Fragmento:
12.1 (y III) Inmanencia y Trascendencia
III. Y es así como la
inmanencia, realidad exterior o forma con que el tiempo dado “se viste” para
hacerse visible, se pone al servicio de la trascendencia como causalidad de la
causa, de modo que, por un lado, su utilidad se manifiesta en que podamos “ver
con nuestro propios ojos” cómo Dios corrobora (Ef 3:16) la correcta o
incorrecta dirección y estado de nuestra causa (progreso del hombre interior)

Filas de un conjunto de datos de señalamiento:
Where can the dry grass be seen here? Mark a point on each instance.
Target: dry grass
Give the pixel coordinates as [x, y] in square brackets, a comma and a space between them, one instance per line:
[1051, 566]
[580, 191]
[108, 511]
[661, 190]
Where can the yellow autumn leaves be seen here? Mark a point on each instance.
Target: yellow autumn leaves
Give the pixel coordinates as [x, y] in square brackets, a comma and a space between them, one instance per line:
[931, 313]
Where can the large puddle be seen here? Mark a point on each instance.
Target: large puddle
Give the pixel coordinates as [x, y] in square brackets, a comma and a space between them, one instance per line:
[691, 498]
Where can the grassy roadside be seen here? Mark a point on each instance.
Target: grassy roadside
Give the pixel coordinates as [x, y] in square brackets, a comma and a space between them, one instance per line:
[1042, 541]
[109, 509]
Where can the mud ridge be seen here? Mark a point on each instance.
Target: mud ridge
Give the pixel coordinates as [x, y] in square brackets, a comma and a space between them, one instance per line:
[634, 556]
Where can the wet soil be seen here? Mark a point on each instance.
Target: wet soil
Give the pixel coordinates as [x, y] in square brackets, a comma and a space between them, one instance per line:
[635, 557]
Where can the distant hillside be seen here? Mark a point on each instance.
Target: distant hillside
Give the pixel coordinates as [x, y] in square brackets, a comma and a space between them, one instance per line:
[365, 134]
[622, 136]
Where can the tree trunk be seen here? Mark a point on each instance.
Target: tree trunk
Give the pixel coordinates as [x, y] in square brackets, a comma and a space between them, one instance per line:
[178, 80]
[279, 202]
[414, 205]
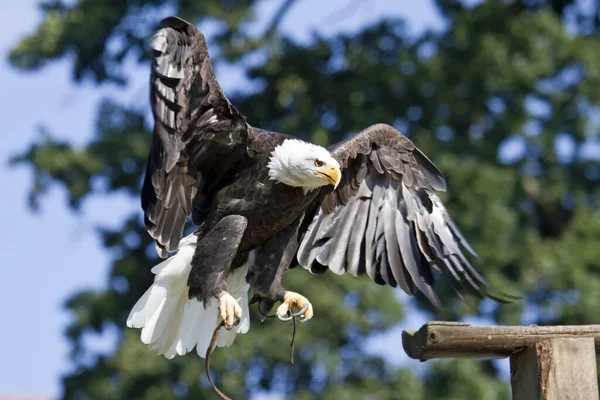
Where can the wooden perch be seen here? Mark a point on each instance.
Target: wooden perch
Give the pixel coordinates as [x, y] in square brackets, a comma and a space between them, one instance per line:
[458, 340]
[546, 362]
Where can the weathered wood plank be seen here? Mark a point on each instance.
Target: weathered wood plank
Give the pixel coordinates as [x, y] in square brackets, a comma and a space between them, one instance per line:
[458, 340]
[555, 369]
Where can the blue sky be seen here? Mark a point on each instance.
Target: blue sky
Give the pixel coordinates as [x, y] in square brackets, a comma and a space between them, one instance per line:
[52, 254]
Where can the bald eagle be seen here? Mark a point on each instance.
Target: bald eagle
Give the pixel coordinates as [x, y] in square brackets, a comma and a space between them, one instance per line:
[264, 202]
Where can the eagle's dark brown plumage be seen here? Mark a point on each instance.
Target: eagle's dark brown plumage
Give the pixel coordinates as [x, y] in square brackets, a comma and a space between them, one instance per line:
[264, 202]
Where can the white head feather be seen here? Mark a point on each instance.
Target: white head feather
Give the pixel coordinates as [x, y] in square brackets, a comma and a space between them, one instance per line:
[301, 164]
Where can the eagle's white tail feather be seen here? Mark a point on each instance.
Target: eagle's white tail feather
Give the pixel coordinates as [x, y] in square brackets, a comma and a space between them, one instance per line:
[171, 323]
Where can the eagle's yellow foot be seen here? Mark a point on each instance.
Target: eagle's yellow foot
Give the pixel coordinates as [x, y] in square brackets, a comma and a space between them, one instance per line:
[229, 310]
[294, 301]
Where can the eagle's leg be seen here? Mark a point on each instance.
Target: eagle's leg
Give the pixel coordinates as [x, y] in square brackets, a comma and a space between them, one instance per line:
[272, 260]
[210, 268]
[229, 310]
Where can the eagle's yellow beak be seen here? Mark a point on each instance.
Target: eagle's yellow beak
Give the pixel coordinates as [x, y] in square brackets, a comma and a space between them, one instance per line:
[331, 174]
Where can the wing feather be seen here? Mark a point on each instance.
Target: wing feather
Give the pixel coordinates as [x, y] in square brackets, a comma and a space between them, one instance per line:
[388, 221]
[196, 131]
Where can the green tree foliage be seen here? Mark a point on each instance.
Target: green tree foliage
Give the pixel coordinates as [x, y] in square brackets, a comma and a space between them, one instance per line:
[501, 73]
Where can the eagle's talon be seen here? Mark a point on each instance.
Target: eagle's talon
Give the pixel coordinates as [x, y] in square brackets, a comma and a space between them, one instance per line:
[229, 310]
[284, 319]
[292, 301]
[302, 310]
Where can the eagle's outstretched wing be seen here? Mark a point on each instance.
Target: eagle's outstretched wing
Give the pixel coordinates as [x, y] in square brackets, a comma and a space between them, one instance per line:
[199, 138]
[384, 219]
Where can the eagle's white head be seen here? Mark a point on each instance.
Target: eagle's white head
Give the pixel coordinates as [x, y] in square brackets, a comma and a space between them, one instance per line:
[301, 164]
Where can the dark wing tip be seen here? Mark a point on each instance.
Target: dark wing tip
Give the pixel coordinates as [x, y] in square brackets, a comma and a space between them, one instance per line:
[174, 22]
[501, 296]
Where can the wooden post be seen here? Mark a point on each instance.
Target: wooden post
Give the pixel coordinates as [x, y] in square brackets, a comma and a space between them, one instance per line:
[555, 369]
[547, 362]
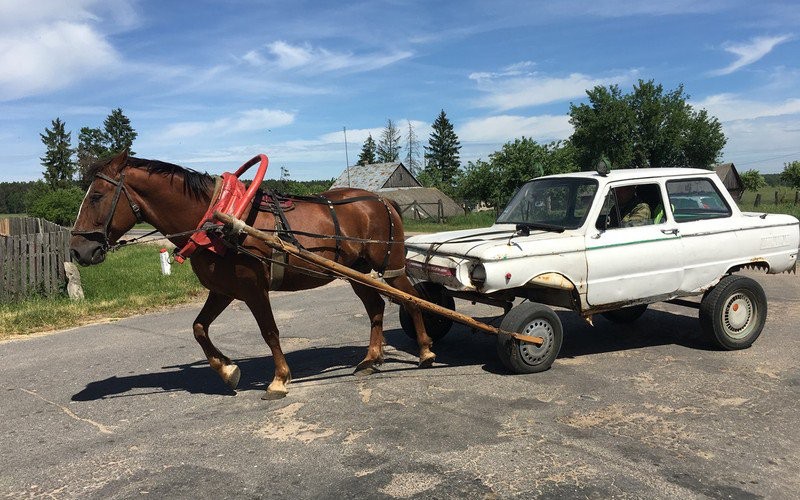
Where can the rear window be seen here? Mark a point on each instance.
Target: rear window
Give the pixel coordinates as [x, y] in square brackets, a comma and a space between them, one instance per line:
[696, 199]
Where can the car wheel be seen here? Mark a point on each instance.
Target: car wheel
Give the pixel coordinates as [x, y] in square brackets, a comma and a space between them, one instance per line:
[437, 326]
[626, 314]
[733, 313]
[537, 320]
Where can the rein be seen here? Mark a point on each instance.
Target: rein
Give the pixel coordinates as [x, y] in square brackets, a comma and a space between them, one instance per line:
[103, 232]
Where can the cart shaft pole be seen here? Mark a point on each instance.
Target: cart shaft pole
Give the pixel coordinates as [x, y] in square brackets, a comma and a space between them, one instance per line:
[278, 244]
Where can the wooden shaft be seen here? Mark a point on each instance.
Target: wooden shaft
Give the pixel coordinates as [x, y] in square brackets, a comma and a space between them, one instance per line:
[278, 244]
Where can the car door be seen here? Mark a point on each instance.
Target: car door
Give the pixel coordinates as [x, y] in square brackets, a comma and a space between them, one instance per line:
[633, 262]
[708, 232]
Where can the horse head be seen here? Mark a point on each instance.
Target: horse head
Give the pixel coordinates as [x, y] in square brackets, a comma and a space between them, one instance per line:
[102, 220]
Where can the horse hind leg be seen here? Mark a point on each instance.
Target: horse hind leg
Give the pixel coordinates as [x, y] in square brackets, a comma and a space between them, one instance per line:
[225, 368]
[424, 342]
[262, 311]
[375, 306]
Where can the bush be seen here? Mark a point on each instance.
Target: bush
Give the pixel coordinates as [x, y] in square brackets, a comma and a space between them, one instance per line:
[59, 205]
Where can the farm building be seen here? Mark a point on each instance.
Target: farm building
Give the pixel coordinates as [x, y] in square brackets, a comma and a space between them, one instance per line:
[396, 182]
[730, 177]
[376, 176]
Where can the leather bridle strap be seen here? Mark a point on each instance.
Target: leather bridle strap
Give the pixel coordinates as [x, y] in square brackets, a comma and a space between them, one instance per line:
[120, 187]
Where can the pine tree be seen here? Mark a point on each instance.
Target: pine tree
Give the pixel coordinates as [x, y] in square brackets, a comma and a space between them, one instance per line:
[389, 145]
[119, 133]
[412, 151]
[441, 154]
[91, 147]
[57, 160]
[368, 150]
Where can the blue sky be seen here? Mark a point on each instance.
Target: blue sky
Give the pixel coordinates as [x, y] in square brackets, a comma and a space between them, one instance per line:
[210, 84]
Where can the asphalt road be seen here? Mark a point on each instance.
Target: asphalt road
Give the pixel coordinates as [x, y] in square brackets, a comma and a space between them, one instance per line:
[130, 409]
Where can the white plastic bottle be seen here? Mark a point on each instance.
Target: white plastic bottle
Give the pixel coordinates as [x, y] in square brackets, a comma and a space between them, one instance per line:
[166, 269]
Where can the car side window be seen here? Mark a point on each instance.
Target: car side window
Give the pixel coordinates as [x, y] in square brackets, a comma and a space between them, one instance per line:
[632, 205]
[696, 199]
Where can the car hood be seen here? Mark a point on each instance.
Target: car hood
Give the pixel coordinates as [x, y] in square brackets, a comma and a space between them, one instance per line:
[495, 242]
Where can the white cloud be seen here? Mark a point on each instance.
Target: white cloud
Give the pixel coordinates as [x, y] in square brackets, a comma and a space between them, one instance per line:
[730, 107]
[509, 90]
[311, 59]
[244, 121]
[764, 143]
[504, 128]
[51, 57]
[750, 52]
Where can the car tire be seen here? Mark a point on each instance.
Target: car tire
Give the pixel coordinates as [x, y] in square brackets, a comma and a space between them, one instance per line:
[733, 313]
[436, 325]
[626, 314]
[538, 320]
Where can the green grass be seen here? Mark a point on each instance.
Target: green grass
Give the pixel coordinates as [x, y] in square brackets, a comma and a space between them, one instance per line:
[785, 204]
[129, 282]
[470, 221]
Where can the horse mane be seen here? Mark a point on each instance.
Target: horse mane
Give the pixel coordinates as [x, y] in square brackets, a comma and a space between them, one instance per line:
[196, 184]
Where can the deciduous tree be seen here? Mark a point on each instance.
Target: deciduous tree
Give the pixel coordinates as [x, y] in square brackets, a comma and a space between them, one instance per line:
[752, 180]
[791, 174]
[647, 128]
[119, 133]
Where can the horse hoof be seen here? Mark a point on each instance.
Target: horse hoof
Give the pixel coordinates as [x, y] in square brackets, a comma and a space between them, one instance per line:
[273, 395]
[427, 361]
[231, 375]
[368, 367]
[363, 371]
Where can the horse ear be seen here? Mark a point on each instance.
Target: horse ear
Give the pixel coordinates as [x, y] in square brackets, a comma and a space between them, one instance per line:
[118, 162]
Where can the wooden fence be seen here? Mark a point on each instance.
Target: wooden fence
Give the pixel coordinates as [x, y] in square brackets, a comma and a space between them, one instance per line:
[32, 256]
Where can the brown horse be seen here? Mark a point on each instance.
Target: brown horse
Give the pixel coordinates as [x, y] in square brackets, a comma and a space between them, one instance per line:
[174, 199]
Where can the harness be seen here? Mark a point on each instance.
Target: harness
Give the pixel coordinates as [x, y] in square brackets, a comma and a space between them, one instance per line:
[230, 197]
[120, 188]
[278, 205]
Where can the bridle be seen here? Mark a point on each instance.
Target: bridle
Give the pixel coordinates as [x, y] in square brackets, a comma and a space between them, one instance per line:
[120, 188]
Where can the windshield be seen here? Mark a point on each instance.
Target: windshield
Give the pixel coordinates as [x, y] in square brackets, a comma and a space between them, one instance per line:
[560, 202]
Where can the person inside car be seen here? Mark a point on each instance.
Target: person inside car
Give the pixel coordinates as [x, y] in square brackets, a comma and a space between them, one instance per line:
[629, 209]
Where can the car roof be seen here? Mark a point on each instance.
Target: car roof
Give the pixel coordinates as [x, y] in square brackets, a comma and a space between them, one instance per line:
[636, 173]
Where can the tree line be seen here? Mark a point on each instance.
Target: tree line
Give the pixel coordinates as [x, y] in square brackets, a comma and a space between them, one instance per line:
[647, 127]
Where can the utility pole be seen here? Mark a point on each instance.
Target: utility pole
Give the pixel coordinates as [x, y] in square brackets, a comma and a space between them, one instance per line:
[346, 156]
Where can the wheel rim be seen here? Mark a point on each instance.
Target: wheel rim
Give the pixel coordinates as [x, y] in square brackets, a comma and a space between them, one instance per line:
[738, 315]
[532, 354]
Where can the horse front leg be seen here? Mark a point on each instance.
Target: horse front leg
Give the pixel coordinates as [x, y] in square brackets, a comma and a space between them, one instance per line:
[262, 311]
[426, 355]
[225, 368]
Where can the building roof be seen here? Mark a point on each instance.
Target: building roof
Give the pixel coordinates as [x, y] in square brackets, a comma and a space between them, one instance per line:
[730, 177]
[421, 202]
[371, 177]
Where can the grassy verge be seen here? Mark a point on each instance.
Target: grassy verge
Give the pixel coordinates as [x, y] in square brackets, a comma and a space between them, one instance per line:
[128, 283]
[472, 220]
[785, 203]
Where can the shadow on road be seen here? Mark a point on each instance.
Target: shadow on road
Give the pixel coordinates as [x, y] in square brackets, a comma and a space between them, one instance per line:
[460, 347]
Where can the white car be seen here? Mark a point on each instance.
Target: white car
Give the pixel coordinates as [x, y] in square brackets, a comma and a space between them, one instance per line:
[558, 243]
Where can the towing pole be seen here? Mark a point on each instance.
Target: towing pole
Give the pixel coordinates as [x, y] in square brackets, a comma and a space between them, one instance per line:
[365, 279]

Tareas y ejercicios:
a. Extrae de los registros cada línea que contenga la palabra "rear", distinguiendo entre mayúsculas y minúsculas.
b. Por favor, prosigue el fragmento sobre inmanencia y trascendencia a partir de sus últimas palabras.
El fragmento sobre inmanencia y trascendencia y los registros son independientes entre sí.

Resultados esperados:
a.
Where can the rear window be seen here? Mark a point on each instance.
Target: rear window

b.
y, por otro lado, podamos valernos de todo aquello que Dios pone a nuestra
disposición (“lo demás se os dará por añadidura”) como necesariedad de
lo necesario en la sucesión de estados de la causa (progreso del hombre
interior). En otras palabras, si lo que progresa en nosotros es el Espíritu de
Dios Altísimo o cualquiera de los espíritus del mundo (Ef 2). Y si lo que
progresa en nosotros es el Espíritu de Dios Altísimo, Dios continuará
propiciando las condiciones favorables a su progreso, pues “todas las cosas
cooperan al bien de los que aman a Dios, de los que Él ha llamado según sus
designios. Porque a los que de antemano distinguió, los predestinó a reproducir
la imagen de Su Hijo, para que Éste sea el primogénito entre la multitud de
hermanos; y a los que predestinó, también los llamó; y a los que llamó, también
los justificó; y a los que justificó, también los glorificó” (Rom 8:28-30),
en una sucesión de estados de la causa que ha de alcanzar perfección y dignidad
para el Reino de los Fines.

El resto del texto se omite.